▶ THE TASK
Wherever the string "above" shows up in the material below, copy that line.

▶ TASK MATERIAL
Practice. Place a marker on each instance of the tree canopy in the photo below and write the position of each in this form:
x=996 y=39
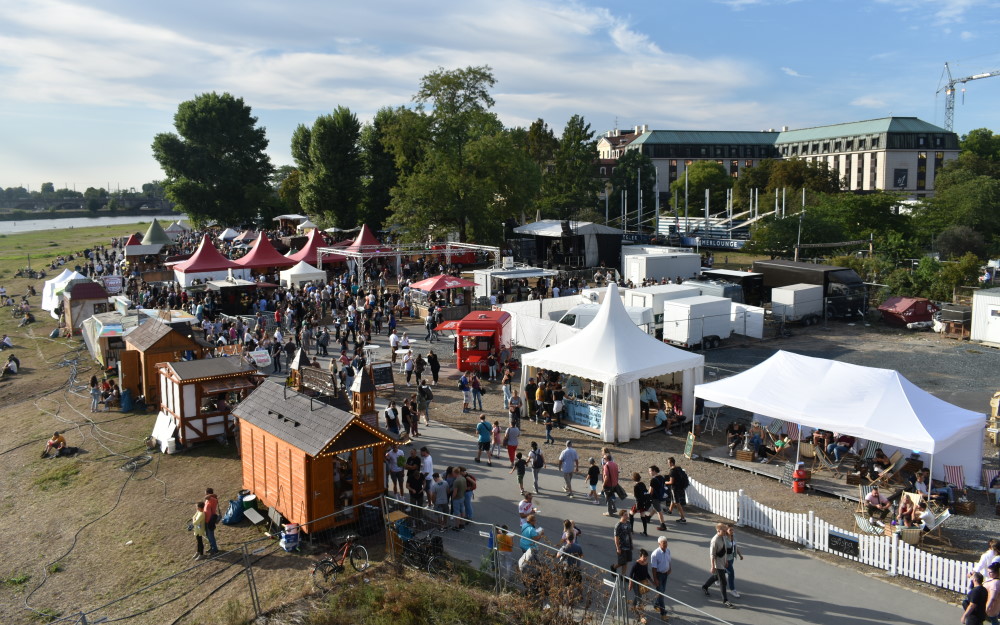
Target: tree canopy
x=215 y=164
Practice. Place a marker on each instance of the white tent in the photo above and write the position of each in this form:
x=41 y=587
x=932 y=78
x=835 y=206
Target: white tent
x=870 y=403
x=614 y=351
x=303 y=272
x=49 y=299
x=54 y=288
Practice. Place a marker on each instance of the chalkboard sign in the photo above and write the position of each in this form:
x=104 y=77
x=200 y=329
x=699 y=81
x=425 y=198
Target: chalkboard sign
x=382 y=376
x=845 y=544
x=786 y=475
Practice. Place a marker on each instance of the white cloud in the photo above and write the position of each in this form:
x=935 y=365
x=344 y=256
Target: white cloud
x=871 y=102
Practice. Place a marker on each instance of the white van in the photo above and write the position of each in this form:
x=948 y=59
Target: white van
x=580 y=316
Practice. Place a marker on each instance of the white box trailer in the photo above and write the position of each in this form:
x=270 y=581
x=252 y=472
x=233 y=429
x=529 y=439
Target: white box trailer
x=986 y=316
x=691 y=321
x=654 y=296
x=658 y=266
x=798 y=302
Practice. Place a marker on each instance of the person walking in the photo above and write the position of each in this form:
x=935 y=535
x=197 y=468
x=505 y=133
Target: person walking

▶ RESPONSE TO THIS TASK
Practice. Place a marker on each instance of the white tent in the photo above and write the position of each in this form:
Practice. Place a marker on each instance of the chalkboard sign in the photo above and write the position of each in this form:
Practice. Place a marker on each instance of the white cloud in the photo above and write the position of each in this form:
Practice. Place a marker on each instance of the white van in the photo above and write the position of each in this form:
Practice. Place a marker on each instance of the white box trailer in the photo above and write the position of each in this form:
Practice. Place a marker on each instance of the person walking in the photo above and write the position of each in this form:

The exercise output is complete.